◆ **Aim**: Reproduce every item below word for word, line by line.

┌─ Extracted material

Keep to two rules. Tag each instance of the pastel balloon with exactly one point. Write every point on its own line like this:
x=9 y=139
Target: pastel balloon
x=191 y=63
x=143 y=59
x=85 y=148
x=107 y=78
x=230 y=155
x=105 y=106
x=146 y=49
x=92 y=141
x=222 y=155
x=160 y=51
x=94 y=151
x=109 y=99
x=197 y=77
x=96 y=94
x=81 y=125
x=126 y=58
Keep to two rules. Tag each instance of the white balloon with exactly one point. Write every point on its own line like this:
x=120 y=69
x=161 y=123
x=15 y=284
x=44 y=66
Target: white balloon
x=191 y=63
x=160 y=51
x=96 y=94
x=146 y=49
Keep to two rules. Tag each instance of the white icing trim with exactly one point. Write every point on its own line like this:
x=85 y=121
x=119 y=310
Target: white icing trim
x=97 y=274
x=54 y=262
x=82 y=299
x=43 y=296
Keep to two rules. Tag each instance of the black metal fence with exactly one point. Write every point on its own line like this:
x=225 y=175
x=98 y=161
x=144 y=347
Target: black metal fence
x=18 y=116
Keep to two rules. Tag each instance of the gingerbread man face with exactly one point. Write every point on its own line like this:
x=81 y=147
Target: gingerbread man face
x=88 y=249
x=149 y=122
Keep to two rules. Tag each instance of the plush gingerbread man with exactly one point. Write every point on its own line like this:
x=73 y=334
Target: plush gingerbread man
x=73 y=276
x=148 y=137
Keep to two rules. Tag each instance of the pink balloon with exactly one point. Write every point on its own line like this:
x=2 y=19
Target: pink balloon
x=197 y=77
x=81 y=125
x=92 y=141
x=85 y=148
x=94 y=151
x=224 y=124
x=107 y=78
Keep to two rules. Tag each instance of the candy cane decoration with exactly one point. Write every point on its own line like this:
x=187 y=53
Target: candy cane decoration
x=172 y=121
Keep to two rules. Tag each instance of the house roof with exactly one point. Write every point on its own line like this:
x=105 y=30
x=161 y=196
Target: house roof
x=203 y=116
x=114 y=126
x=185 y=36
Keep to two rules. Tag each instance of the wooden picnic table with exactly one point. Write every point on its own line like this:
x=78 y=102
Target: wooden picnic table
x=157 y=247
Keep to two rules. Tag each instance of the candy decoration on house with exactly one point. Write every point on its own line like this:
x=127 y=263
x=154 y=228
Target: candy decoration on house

└─

◆ **Result below**:
Keep to two rules. Tag each instance of the pastel balloon with exactly one point. Write every point on its own line like this:
x=9 y=139
Target: pastel balloon
x=191 y=63
x=143 y=59
x=85 y=148
x=107 y=78
x=230 y=155
x=105 y=106
x=146 y=49
x=92 y=141
x=222 y=155
x=160 y=51
x=94 y=151
x=109 y=99
x=197 y=77
x=96 y=94
x=81 y=125
x=126 y=58
Keep to two rules. Tag each instance of the white balloon with exactly one point. Write every point on its own line like this:
x=120 y=69
x=161 y=123
x=15 y=284
x=44 y=66
Target: white balloon
x=191 y=63
x=160 y=51
x=96 y=94
x=146 y=49
Keep to two rules. Tag each instance of the white icing trim with exactly one point. Write every point on its own line like this:
x=85 y=121
x=119 y=310
Target: white icing trim
x=97 y=274
x=54 y=262
x=82 y=299
x=43 y=296
Keep to two rules. Tag each instance of the black metal fence with exactly one point. Write every point on its own line like this:
x=225 y=175
x=98 y=161
x=144 y=347
Target: black metal fence
x=18 y=116
Keep to two rules. Tag each instance of the gingerbread man face with exactly one point. Write every point on its own line like this:
x=81 y=147
Target: gingerbread man face
x=88 y=249
x=149 y=122
Keep to two rules. Tag each instance of the plush gingerbread man with exactly one point. Write every point on its own line like this:
x=73 y=334
Target: plush gingerbread man
x=73 y=276
x=148 y=137
Keep to two rules. Tag each instance of the pink balloon with exactly one point. Write every point on its own line like this:
x=2 y=19
Target: pink balloon
x=197 y=77
x=81 y=125
x=92 y=141
x=85 y=148
x=94 y=151
x=224 y=124
x=107 y=78
Keep to two rules. Tag each instance of the candy cane decoration with exactly one point. Write every point on its own line like this:
x=187 y=53
Target: candy cane decoration
x=172 y=121
Keep to two rules. Tag each instance of the house roof with exactly one point. Write every point on its own line like this:
x=105 y=30
x=161 y=196
Target: house roof
x=203 y=116
x=114 y=126
x=185 y=36
Keep to two rules. Tag each instance of the wooden picnic table with exactly one point. Write every point on its own line like this:
x=78 y=102
Target: wooden picnic table
x=157 y=247
Keep to two rules. Tag each instance of the candy decoration on house with exactly one point. Write every point on its own line like this:
x=127 y=263
x=154 y=228
Target: candy decoration on house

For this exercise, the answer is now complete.